STUDY QUESTIONS –
1. In the passage about the New Zealand opposition's pause in political activity, who is named as Leader of the Opposition?
2. Decide whether each statement agrees with the passage about the New Zealand opposition's pause in political activity: (a) The opposition said it would stop political activity until the Labour Party caucus had chosen a new prime minister. (b) Robert Muldoon led the Labour Party. (c) Muldoon said the National Party would raise issues meant to divide the Government caucus.
3. Carry on the passage about the New Zealand opposition's pause in political activity, picking up after its final sentence.

[Opening EXTRACT PROVIDED section]

The parliamentary opposition stated they would refrain from all political activity until after the Labour Party caucus met to select a new prime minister. The Leader of the Opposition, Robert Muldoon, said that the National Party would "not raise issues or pursue arguments that might in any way be divisive within the Government caucus, which might cloud the judgment of its members. It is after all in the best interests of New Zealand and ourselves as New Zealanders if the electoral body concerned makes the best choice of Prime Minister that it can make on our behalf."

[Closing EXTRACT PROVIDED section]
[Opening LISTED ENTRIES section]

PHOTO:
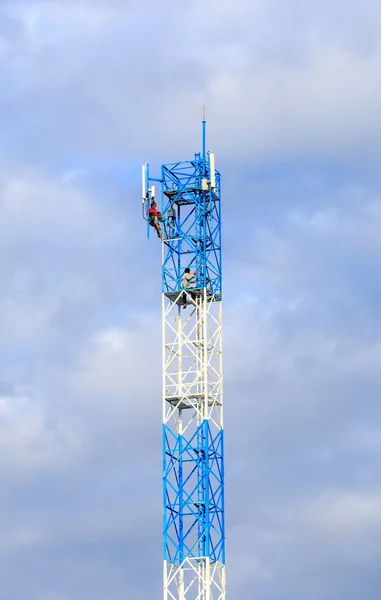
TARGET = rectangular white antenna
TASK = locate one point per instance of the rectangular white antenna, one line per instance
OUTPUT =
(144, 182)
(212, 174)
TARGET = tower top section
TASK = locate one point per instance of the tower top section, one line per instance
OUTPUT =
(188, 222)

[Closing LISTED ENTRIES section]

RESULTS IN ORDER –
1. Robert Muldoon

2.
(a) Yes: "refrain from all political activity until after the Labour Party caucus met to select a new prime minister"
(b) No: "The Leader of the Opposition, Robert Muldoon, said that the National Party"
(c) No: "not raise issues or pursue arguments that might in any way be divisive within the Government caucus"

3.
== Funeral ==
After a lying-in-state in Parliament House from 2 to 4 September, there was a large official funeral (or tangi) in Wellington Cathedral of St Paul, on Wednesday 4 September attended by Prince Charles, Cook Islands premier Albert Henry, and Australian prime minister Gough Whitlam; then on 5 September another service, also inter-denominational, in the Christchurch Town Hall followed by a simple burial service in his hometown Waimate. He was buried near his mother's grave; the burial service was delayed as the RNZAF Hercules could not land at Waimate and the procession hurried by road to meet the daylight requirement for burials. Memorial services were held around New Zealand, and on 26 September in Westminster Abbey, London.

==Aftermath==
Finance minister Bill Rowling succeeded Kirk as prime minister. Kirk's son, John, won the resulting Sydenham by-election in November 1974 to replace him in parliament.